• _原文_:
►

进入chooseTargetInOrder()

  protected Node chooseTargetInOrder(int numOfReplicas, 
                                 Node writer,
                                 final Set<Node> excludedNodes,
                                 final long blocksize,
                                 final int maxNodesPerRack,
                                 final List<DatanodeStorageInfo> results,
                                 final boolean avoidStaleNodes,
                                 final boolean newBlock,
                                 EnumMap<StorageType, Integer> storageTypes)
                                 throws NotEnoughReplicasException {
    final int numOfResults = results.size();
    if (numOfResults == 0) {
      /*
      * 1.如果本机使DataNode,直接选本机;
      * 2.如果不是,则在本机架随机选一个;
      * 3.如果随机选的节点不满足条件(stale、负载大于平均负载的两倍(isGoodDatanode()方法)、空间不足等),则在所有节点中随机选择一个
      */
      DatanodeStorageInfo storageInfo = chooseLocalStorage(writer,  
          excludedNodes, blocksize, maxNodesPerRack, results, avoidStaleNodes,
          storageTypes, true);

      writer = (storageInfo != null) ? storageInfo.getDatanodeDescriptor()

◄

• _提供资料_:
►

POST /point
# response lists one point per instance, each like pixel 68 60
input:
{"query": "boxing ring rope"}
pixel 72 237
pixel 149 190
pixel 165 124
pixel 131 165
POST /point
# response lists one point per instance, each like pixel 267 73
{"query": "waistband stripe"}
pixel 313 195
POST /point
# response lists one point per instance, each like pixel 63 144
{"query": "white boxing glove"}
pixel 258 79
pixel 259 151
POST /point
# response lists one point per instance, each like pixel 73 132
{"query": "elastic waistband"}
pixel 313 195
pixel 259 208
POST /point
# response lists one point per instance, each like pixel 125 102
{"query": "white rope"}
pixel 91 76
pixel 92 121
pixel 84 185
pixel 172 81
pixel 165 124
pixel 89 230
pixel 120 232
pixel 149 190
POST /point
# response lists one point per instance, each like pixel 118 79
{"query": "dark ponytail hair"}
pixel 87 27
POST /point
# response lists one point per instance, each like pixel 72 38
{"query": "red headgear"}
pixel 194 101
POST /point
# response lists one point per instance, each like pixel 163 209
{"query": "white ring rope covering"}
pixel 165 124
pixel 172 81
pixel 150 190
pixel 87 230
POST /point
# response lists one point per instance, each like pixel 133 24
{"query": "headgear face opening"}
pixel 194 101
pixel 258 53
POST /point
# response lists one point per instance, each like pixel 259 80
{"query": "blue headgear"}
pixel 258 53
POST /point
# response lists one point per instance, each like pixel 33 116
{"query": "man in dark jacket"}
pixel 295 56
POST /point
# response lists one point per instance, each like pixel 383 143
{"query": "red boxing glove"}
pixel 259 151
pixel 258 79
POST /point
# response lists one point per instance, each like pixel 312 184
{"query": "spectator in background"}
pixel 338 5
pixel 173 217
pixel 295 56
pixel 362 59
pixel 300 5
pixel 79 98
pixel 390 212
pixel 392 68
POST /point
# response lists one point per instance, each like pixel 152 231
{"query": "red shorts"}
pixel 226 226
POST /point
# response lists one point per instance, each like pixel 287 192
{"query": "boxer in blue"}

◄

• _练习目标_:
用两句话概括原文。

• _参考答案_:
原文给出了chooseTargetInOrder()方法的开头部分：当results为空时，该方法调用chooseLocalStorage()来选择存储。按注释所述，如果本机是DataNode就直接选本机，否则在本机架随机选一个；若随机选中的节点不满足条件（如stale、负载大于平均负载的两倍、空间不足），则在所有节点中随机选择一个。